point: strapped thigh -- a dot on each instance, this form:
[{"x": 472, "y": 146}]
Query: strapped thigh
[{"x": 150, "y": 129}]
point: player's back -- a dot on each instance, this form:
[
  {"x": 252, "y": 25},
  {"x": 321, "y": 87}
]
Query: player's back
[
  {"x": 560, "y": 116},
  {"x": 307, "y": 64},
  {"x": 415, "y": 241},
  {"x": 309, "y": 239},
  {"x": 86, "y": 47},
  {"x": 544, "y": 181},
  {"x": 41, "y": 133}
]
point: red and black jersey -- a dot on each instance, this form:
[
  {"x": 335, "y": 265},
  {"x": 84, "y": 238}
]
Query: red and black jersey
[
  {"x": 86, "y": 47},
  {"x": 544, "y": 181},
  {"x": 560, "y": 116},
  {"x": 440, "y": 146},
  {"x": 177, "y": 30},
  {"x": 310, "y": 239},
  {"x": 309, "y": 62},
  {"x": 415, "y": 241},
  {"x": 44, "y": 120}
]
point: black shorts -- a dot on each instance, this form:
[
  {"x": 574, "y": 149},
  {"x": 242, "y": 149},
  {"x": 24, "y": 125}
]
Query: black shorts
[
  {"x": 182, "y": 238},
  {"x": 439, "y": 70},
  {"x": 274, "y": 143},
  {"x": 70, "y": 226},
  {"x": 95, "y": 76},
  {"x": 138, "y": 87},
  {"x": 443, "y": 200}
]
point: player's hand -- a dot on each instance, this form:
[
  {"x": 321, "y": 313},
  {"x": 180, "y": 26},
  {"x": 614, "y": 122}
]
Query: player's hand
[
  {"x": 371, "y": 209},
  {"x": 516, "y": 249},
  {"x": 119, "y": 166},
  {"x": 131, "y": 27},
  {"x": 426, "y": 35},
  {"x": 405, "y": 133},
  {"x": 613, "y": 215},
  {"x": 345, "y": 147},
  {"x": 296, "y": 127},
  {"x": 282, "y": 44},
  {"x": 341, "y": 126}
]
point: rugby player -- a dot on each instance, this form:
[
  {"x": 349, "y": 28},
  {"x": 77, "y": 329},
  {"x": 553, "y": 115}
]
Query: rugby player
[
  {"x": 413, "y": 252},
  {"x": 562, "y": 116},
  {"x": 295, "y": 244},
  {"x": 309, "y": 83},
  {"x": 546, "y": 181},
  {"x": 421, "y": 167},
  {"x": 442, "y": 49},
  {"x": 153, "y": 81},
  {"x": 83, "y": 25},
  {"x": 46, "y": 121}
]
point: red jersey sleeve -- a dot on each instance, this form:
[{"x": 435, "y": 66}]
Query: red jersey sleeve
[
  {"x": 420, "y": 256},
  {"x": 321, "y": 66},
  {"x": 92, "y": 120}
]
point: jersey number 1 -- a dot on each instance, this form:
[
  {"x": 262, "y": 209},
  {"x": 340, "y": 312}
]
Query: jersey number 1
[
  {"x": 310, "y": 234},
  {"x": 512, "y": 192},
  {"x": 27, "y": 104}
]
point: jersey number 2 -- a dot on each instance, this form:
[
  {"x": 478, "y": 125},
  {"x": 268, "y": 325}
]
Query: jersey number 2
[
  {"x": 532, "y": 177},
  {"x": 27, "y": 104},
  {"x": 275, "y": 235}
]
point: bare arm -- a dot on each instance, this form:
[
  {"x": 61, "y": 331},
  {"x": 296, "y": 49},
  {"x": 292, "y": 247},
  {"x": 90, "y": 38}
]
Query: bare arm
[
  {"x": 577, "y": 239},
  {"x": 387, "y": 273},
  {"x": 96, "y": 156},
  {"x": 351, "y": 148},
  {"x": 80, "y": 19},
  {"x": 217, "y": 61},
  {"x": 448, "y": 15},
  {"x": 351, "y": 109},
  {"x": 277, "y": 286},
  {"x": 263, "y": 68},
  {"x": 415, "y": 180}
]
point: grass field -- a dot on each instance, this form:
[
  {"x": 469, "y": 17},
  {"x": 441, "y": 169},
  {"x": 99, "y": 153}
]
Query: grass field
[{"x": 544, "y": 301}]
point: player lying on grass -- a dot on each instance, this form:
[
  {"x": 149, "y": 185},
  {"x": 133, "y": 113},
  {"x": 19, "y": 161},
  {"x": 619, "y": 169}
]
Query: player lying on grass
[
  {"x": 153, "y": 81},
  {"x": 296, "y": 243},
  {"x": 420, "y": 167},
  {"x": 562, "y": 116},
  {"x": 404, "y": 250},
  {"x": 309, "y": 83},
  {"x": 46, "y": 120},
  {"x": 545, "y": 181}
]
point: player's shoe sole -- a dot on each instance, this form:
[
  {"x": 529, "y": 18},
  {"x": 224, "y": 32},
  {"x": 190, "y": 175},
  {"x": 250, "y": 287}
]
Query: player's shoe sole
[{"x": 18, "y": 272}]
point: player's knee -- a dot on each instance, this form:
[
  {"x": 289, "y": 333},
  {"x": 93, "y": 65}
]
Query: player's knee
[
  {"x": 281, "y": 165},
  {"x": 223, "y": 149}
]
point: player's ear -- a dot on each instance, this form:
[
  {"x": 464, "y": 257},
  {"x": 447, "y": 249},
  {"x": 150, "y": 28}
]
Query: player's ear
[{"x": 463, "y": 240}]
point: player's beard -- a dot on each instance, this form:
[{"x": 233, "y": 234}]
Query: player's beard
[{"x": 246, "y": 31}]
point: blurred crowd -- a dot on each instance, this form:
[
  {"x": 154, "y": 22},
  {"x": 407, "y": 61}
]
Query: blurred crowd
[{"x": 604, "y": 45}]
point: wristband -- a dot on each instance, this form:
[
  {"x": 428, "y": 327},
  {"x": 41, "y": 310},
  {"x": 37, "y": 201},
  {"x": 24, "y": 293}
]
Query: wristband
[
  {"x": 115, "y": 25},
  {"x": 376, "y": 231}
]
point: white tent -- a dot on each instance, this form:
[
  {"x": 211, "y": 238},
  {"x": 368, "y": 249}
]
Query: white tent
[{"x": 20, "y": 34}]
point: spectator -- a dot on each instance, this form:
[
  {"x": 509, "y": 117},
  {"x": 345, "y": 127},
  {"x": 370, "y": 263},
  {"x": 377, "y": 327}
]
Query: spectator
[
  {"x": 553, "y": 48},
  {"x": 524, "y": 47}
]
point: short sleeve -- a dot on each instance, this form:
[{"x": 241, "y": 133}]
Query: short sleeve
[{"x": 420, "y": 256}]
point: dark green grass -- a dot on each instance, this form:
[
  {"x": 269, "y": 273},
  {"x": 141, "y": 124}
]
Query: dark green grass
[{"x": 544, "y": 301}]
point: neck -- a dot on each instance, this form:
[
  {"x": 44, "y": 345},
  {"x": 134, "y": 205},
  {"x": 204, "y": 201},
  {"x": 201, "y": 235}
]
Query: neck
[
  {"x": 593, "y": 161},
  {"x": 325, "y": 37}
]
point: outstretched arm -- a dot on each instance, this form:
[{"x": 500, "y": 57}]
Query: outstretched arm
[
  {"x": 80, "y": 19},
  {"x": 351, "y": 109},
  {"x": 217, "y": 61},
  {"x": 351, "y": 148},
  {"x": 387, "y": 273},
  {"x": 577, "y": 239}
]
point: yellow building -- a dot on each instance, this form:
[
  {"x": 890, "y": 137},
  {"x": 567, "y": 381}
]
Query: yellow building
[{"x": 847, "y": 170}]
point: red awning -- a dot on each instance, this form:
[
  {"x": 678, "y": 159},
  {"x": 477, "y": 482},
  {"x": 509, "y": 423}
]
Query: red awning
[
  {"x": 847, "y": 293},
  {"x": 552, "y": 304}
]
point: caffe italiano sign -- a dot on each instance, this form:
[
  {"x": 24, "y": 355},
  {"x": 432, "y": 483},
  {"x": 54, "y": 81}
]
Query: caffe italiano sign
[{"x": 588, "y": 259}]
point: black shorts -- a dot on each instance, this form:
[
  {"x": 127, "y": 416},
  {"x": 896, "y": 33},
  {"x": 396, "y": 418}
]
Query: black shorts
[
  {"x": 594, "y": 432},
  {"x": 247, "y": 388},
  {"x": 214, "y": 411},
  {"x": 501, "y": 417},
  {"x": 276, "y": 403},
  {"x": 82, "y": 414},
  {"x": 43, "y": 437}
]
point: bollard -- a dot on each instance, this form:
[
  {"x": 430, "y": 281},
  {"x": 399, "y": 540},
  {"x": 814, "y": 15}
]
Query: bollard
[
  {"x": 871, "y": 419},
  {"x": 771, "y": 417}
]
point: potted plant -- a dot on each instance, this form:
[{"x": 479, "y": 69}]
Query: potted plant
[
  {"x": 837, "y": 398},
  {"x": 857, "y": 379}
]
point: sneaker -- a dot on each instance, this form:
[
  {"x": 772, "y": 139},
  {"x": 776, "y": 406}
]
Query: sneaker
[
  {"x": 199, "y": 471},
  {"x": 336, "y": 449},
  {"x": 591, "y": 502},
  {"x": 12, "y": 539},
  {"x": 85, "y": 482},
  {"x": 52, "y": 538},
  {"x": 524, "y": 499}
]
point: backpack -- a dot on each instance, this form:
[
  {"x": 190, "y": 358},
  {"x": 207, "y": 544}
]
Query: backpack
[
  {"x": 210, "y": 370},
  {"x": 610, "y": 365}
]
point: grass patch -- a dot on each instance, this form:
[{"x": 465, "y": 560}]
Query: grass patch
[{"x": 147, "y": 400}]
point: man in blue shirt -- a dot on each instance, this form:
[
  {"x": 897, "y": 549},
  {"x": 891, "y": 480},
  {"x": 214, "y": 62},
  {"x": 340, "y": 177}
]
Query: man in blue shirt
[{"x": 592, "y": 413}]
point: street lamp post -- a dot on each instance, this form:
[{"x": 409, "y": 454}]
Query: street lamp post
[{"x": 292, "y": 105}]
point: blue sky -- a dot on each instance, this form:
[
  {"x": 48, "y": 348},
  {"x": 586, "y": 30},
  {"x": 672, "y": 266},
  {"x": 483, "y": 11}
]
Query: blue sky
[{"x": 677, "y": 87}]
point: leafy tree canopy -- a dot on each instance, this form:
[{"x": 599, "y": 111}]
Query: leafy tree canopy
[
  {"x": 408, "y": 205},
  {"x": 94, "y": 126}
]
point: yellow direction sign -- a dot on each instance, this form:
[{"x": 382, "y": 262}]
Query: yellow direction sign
********
The task -> Every line from the line containing "point: grass patch" to the last line of the material above must be repeated exactly, and no other line.

Answer to this exercise ->
point: grass patch -- a dot on each instance, this form:
[{"x": 465, "y": 560}]
Query: grass patch
[{"x": 147, "y": 400}]
point: man in blue shirt -- a dot on each instance, this form:
[
  {"x": 897, "y": 549},
  {"x": 891, "y": 480},
  {"x": 214, "y": 62},
  {"x": 340, "y": 177}
]
Query: man in blue shirt
[{"x": 592, "y": 413}]
point: street lamp post -- a dot on each instance, this form:
[{"x": 409, "y": 454}]
Query: street lamp post
[{"x": 292, "y": 105}]
point: blue sky -- a dot on each instance, this form:
[
  {"x": 48, "y": 348},
  {"x": 586, "y": 30},
  {"x": 672, "y": 266},
  {"x": 483, "y": 11}
]
Query: blue sky
[{"x": 677, "y": 87}]
point: leafy tree canopy -- a dot on each instance, this form:
[{"x": 599, "y": 111}]
Query: leafy tree canopy
[
  {"x": 408, "y": 205},
  {"x": 94, "y": 126}
]
point: yellow direction sign -- a dot on each instance, this form:
[{"x": 382, "y": 262}]
Query: yellow direction sign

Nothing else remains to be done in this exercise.